*Task data*
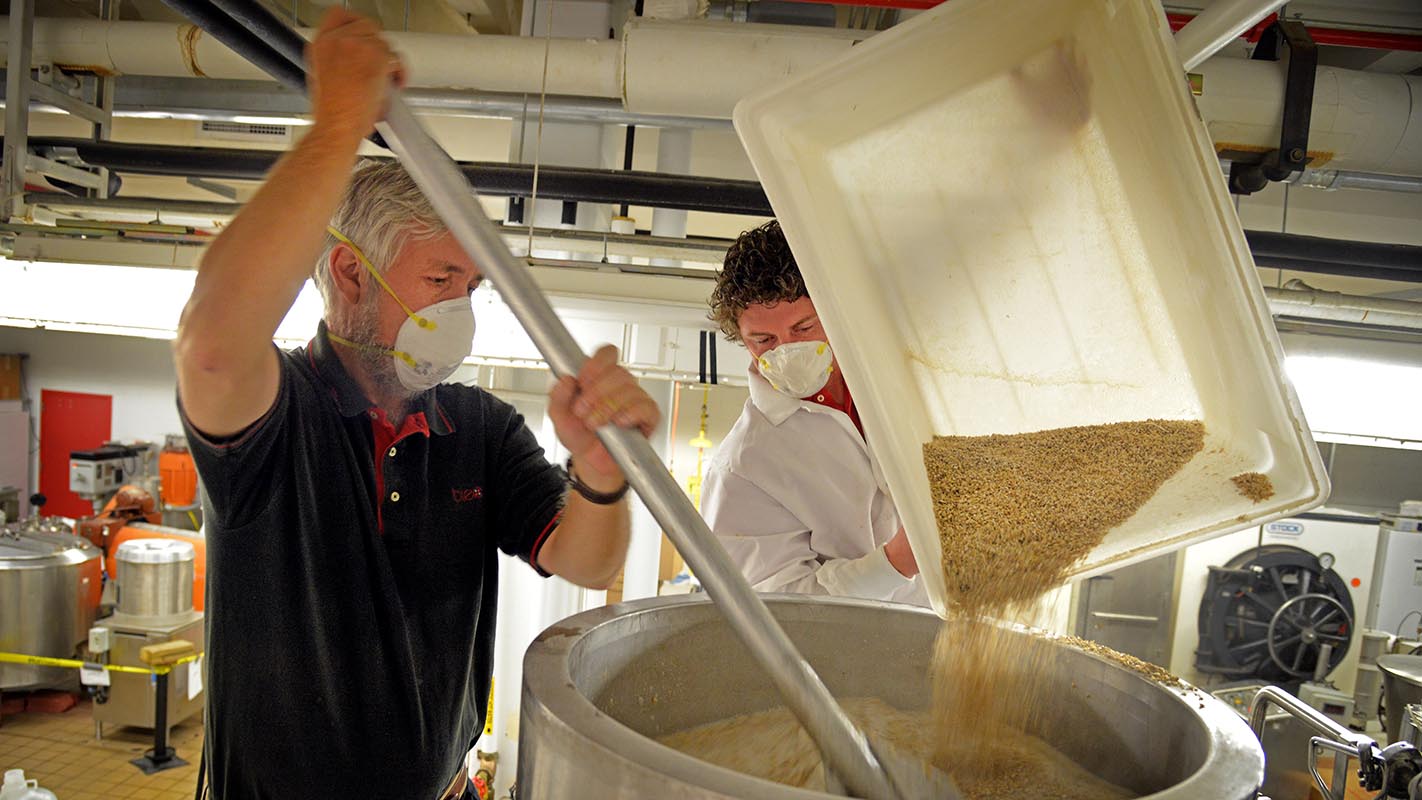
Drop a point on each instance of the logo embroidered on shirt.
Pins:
(465, 495)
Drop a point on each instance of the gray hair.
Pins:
(380, 212)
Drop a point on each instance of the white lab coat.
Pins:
(797, 500)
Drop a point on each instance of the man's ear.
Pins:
(347, 273)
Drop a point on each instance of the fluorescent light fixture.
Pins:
(246, 120)
(1360, 398)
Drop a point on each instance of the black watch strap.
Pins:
(589, 493)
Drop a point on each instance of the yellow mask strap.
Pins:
(374, 273)
(398, 354)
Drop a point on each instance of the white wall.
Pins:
(137, 373)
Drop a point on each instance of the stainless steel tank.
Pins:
(599, 685)
(1401, 685)
(154, 577)
(49, 596)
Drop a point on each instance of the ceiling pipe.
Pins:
(1335, 256)
(1337, 37)
(1283, 250)
(1361, 121)
(649, 68)
(494, 63)
(501, 179)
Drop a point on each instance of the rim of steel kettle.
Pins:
(60, 550)
(1233, 759)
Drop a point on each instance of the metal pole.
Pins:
(16, 110)
(1219, 24)
(161, 750)
(845, 748)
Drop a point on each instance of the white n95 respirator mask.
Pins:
(798, 368)
(431, 343)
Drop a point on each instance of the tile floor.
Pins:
(60, 750)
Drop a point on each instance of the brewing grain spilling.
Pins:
(1016, 512)
(1254, 485)
(1014, 515)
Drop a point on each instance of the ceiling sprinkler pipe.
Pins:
(1330, 179)
(1333, 306)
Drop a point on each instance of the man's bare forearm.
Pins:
(589, 546)
(249, 279)
(252, 272)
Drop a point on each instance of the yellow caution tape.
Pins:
(76, 664)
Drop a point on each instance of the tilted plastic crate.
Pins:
(1011, 219)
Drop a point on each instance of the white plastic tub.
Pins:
(1011, 219)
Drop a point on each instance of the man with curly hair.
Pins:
(792, 492)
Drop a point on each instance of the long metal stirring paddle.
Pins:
(846, 752)
(845, 749)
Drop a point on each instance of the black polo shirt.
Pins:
(350, 611)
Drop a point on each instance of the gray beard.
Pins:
(378, 365)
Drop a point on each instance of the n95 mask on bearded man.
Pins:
(431, 343)
(798, 368)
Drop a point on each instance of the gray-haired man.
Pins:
(356, 502)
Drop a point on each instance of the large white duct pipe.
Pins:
(1217, 26)
(704, 68)
(491, 63)
(1361, 121)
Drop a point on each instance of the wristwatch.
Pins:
(589, 493)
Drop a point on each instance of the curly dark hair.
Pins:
(760, 269)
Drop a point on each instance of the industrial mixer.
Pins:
(154, 593)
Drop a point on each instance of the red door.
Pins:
(68, 421)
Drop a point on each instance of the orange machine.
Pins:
(178, 475)
(132, 513)
(130, 503)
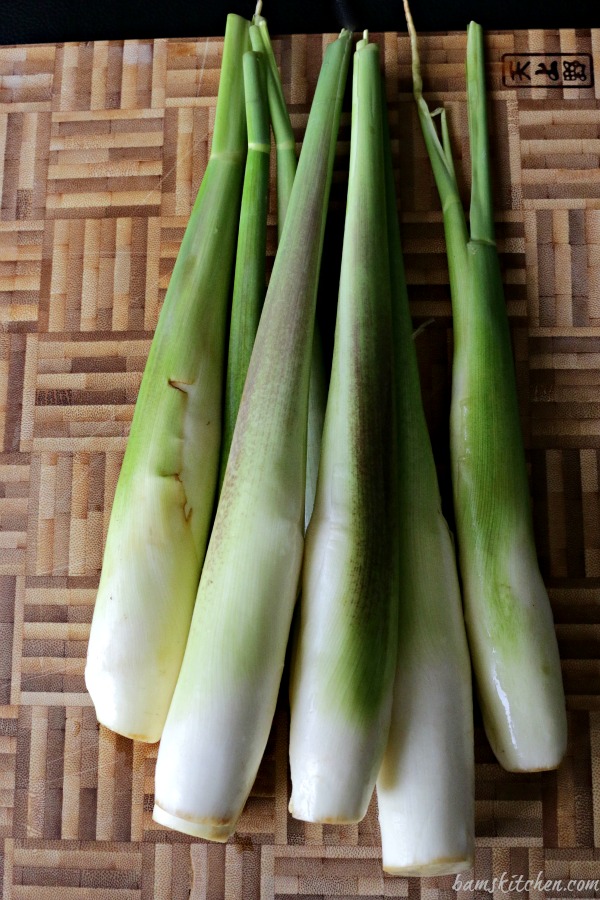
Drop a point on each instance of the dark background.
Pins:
(38, 21)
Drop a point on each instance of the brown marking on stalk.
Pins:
(180, 385)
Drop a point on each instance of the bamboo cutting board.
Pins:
(102, 147)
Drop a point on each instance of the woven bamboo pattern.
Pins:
(102, 149)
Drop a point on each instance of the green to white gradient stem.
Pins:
(507, 611)
(343, 667)
(249, 283)
(164, 498)
(225, 698)
(285, 144)
(425, 788)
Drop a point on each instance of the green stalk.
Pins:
(507, 611)
(250, 266)
(285, 144)
(425, 788)
(164, 499)
(343, 669)
(223, 705)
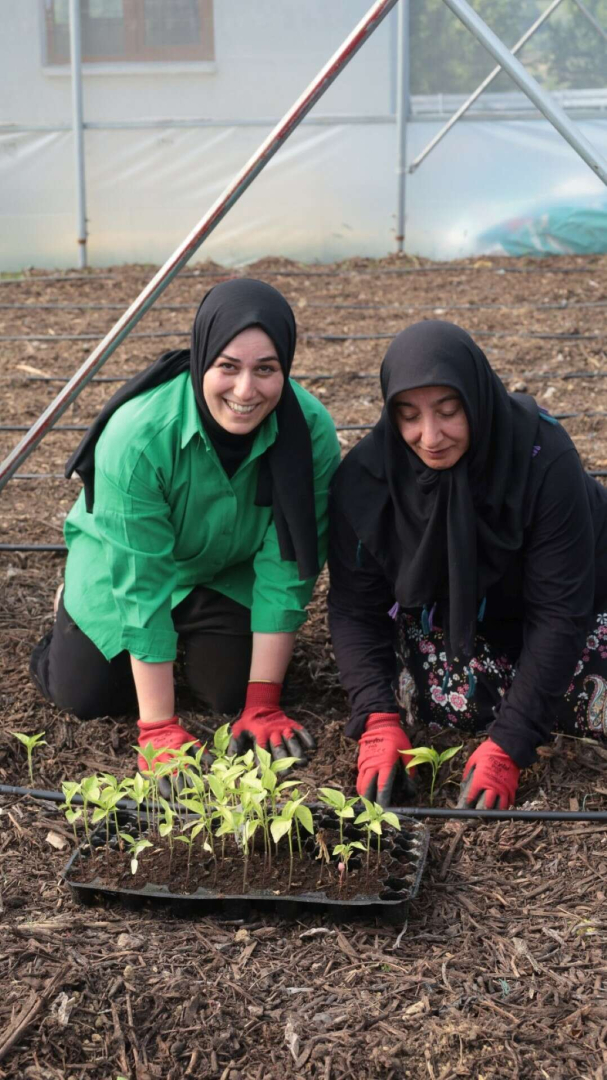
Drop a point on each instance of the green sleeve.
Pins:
(279, 595)
(133, 520)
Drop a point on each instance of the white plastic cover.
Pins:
(327, 194)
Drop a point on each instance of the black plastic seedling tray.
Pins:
(408, 847)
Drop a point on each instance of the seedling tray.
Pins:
(407, 848)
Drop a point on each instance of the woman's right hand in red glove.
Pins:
(382, 777)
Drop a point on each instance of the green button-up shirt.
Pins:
(166, 518)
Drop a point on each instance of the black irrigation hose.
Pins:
(93, 336)
(403, 812)
(93, 277)
(406, 308)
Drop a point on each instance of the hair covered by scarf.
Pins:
(444, 535)
(285, 478)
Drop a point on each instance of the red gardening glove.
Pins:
(165, 734)
(381, 765)
(490, 779)
(264, 724)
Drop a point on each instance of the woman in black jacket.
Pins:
(468, 562)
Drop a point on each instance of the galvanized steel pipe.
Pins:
(230, 196)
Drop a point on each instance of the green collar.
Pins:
(192, 426)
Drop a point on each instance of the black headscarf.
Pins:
(285, 477)
(444, 535)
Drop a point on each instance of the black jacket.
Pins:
(539, 612)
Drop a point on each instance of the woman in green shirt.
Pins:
(203, 521)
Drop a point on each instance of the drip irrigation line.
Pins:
(342, 427)
(40, 279)
(527, 335)
(402, 812)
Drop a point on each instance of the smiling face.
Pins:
(244, 383)
(433, 422)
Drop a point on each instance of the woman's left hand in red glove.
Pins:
(264, 724)
(490, 779)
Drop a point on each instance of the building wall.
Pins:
(329, 193)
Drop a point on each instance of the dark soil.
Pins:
(501, 972)
(389, 879)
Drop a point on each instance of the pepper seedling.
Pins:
(427, 755)
(372, 819)
(338, 802)
(346, 851)
(135, 847)
(30, 742)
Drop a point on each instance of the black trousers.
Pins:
(215, 637)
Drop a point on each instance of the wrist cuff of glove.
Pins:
(149, 728)
(262, 693)
(383, 719)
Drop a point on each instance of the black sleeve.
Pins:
(362, 631)
(558, 597)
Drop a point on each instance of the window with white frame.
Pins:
(132, 30)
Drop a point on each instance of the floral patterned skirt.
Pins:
(428, 697)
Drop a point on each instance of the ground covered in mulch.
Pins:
(501, 970)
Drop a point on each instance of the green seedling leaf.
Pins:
(265, 758)
(221, 740)
(304, 815)
(391, 819)
(282, 764)
(447, 754)
(269, 780)
(421, 755)
(250, 828)
(280, 827)
(333, 797)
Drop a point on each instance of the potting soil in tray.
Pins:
(387, 887)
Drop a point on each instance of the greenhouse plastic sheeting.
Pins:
(329, 193)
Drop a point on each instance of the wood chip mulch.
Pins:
(500, 972)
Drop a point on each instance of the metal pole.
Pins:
(542, 100)
(402, 117)
(76, 55)
(230, 196)
(591, 18)
(486, 82)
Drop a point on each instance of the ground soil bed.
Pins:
(501, 971)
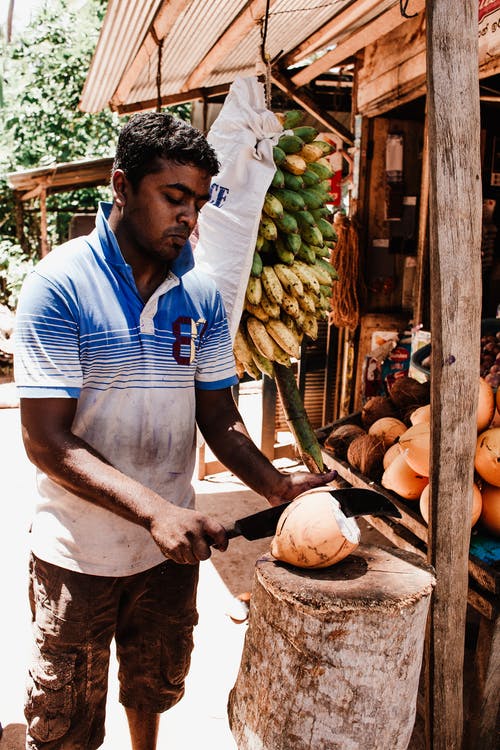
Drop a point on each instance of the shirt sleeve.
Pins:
(46, 336)
(215, 360)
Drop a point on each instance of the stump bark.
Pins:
(332, 657)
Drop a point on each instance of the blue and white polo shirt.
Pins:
(83, 331)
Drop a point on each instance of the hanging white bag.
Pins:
(243, 136)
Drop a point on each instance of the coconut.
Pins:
(376, 408)
(490, 514)
(485, 405)
(312, 531)
(487, 459)
(406, 391)
(388, 429)
(339, 440)
(391, 454)
(415, 443)
(476, 504)
(366, 453)
(403, 480)
(421, 414)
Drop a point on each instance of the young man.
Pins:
(122, 347)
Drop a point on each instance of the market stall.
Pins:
(399, 54)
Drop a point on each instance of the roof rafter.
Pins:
(183, 97)
(362, 38)
(252, 14)
(340, 24)
(165, 18)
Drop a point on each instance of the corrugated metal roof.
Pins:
(125, 65)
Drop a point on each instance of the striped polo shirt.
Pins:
(83, 332)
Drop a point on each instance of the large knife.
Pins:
(353, 501)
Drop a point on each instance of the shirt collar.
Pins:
(181, 265)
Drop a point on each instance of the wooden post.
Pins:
(44, 244)
(455, 266)
(423, 244)
(332, 657)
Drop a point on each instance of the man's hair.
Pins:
(150, 136)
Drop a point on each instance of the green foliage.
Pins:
(14, 265)
(42, 74)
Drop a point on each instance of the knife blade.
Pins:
(353, 501)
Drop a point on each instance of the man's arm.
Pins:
(222, 427)
(182, 535)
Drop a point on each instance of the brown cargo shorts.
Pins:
(151, 615)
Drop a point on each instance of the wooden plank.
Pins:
(239, 28)
(393, 87)
(482, 727)
(455, 262)
(368, 34)
(390, 51)
(309, 104)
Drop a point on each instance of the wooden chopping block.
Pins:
(332, 657)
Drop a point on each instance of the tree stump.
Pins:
(332, 657)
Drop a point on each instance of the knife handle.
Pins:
(232, 531)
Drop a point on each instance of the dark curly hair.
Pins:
(150, 136)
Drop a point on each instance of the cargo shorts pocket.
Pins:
(50, 696)
(176, 654)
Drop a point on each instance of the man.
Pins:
(122, 347)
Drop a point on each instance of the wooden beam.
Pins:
(239, 28)
(368, 34)
(310, 105)
(187, 96)
(341, 23)
(455, 264)
(161, 26)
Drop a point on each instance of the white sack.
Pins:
(243, 136)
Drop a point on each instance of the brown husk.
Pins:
(366, 453)
(375, 408)
(406, 392)
(339, 440)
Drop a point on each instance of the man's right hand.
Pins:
(186, 536)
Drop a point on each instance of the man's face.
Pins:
(160, 214)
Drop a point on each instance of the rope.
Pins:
(403, 5)
(265, 57)
(159, 43)
(345, 259)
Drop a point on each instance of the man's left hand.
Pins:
(294, 484)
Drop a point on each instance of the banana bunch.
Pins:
(290, 284)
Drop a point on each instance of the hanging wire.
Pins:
(403, 5)
(264, 55)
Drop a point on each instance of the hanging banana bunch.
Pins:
(290, 286)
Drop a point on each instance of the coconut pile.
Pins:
(392, 447)
(384, 419)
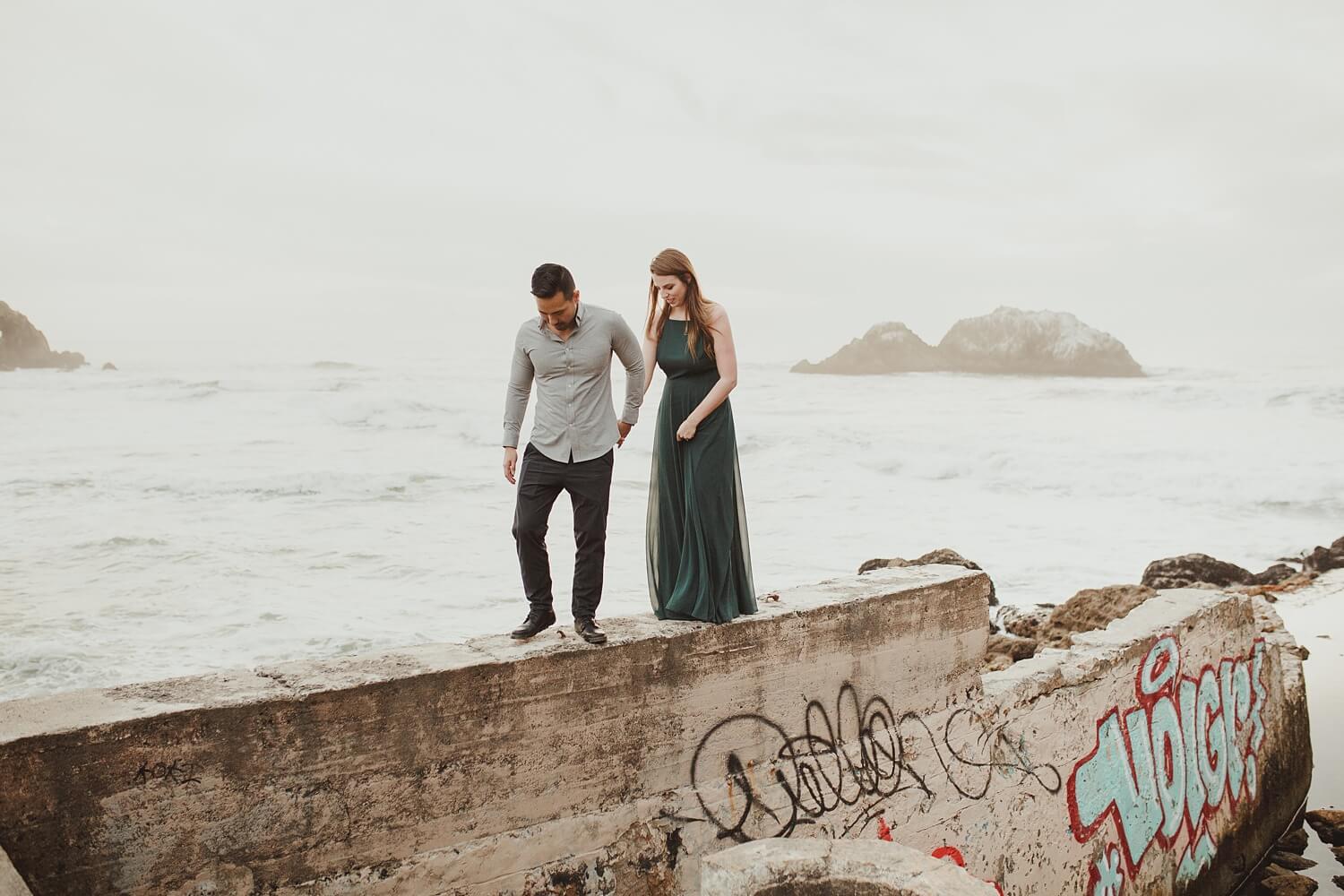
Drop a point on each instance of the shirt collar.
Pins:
(578, 319)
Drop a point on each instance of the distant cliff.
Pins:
(22, 344)
(1005, 341)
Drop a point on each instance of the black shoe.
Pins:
(589, 632)
(532, 625)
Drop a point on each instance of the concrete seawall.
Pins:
(1166, 751)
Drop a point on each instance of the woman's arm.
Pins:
(650, 352)
(726, 359)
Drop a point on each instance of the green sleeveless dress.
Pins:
(699, 557)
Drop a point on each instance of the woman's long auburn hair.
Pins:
(672, 263)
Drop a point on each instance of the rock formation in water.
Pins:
(22, 344)
(938, 555)
(886, 349)
(1007, 341)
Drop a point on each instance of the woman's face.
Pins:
(671, 289)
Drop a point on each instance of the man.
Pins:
(567, 352)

*Problem*
Copy every line that contains "coconut" from the listing above.

*Output for this task*
Drop a point on each instance of the coconut.
Drop a point on each instance of the coconut pile.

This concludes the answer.